List of tasks:
A – Rewrite the part of the telemetry passage that opens with the words containing "What is Telemetry?" and closes with "What is OpenTelemetry?", changing "developers" to "engineers".
B – Answer these questions from the telemetry passage:
(i) What three signals must application code emit to be appropriately instrumented?
(ii) When does telemetry alert developers?
(iii) What does the passage say applications no longer are?

Text provided:
-*-
To be able to ask those questions of a system, the application must be appropriately instrumented. That is, the application code must emit signals such as traces, metrics, and logs (the tree pillars of observability). When developers don't need to add further instrumentation to troubleshoot an issue because they have all of the information they need, an application is appropriately instrumented.

What is Telemetry?

Telemetry is one of the most reliable ways to monitor the stability and health of software in the realm of software development and application monitoring. Telemetry aids developers in maintaining awareness of the software's performance and alerts them when an issue arises with the application. Applications are no longer monolithic. Maintainers and developers clearly need a simple method to collect data from these complex, and diverse systems, and transmit it for monitoring and analysis.

What is OpenTelemetry?
-*-
Material provided:
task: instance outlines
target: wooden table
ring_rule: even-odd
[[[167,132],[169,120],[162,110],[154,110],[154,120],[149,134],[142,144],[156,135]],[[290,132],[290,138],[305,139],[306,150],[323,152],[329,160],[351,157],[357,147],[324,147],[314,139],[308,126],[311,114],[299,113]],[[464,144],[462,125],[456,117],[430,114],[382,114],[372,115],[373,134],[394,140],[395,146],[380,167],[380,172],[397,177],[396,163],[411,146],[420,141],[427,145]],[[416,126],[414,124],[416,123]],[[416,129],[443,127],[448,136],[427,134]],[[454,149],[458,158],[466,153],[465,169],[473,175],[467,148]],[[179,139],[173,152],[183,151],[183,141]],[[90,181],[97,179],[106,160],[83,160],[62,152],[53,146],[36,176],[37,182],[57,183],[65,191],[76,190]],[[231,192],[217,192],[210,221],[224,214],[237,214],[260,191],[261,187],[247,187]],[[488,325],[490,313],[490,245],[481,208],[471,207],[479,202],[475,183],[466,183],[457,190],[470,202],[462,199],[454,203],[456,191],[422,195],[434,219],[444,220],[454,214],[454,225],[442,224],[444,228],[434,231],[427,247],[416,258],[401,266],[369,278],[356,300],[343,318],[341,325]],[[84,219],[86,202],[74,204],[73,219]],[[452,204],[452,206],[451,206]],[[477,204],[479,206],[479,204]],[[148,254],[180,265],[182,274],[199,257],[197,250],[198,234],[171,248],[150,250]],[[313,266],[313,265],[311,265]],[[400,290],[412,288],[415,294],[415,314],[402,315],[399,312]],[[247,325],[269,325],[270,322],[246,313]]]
-*-
Expected answers:
A –
What is Telemetry?

Telemetry is one of the most reliable ways to monitor the stability and health of software in the realm of software development and application monitoring. Telemetry aids engineers in maintaining awareness of the software's performance and alerts them when an issue arises with the application. Applications are no longer monolithic. Maintainers and engineers clearly need a simple method to collect data from these complex, and diverse systems, and transmit it for monitoring and analysis.

What is OpenTelemetry?

B –
(i) Traces, metrics, and logs.
(ii) When an issue arises with the application.
(iii) Monolithic.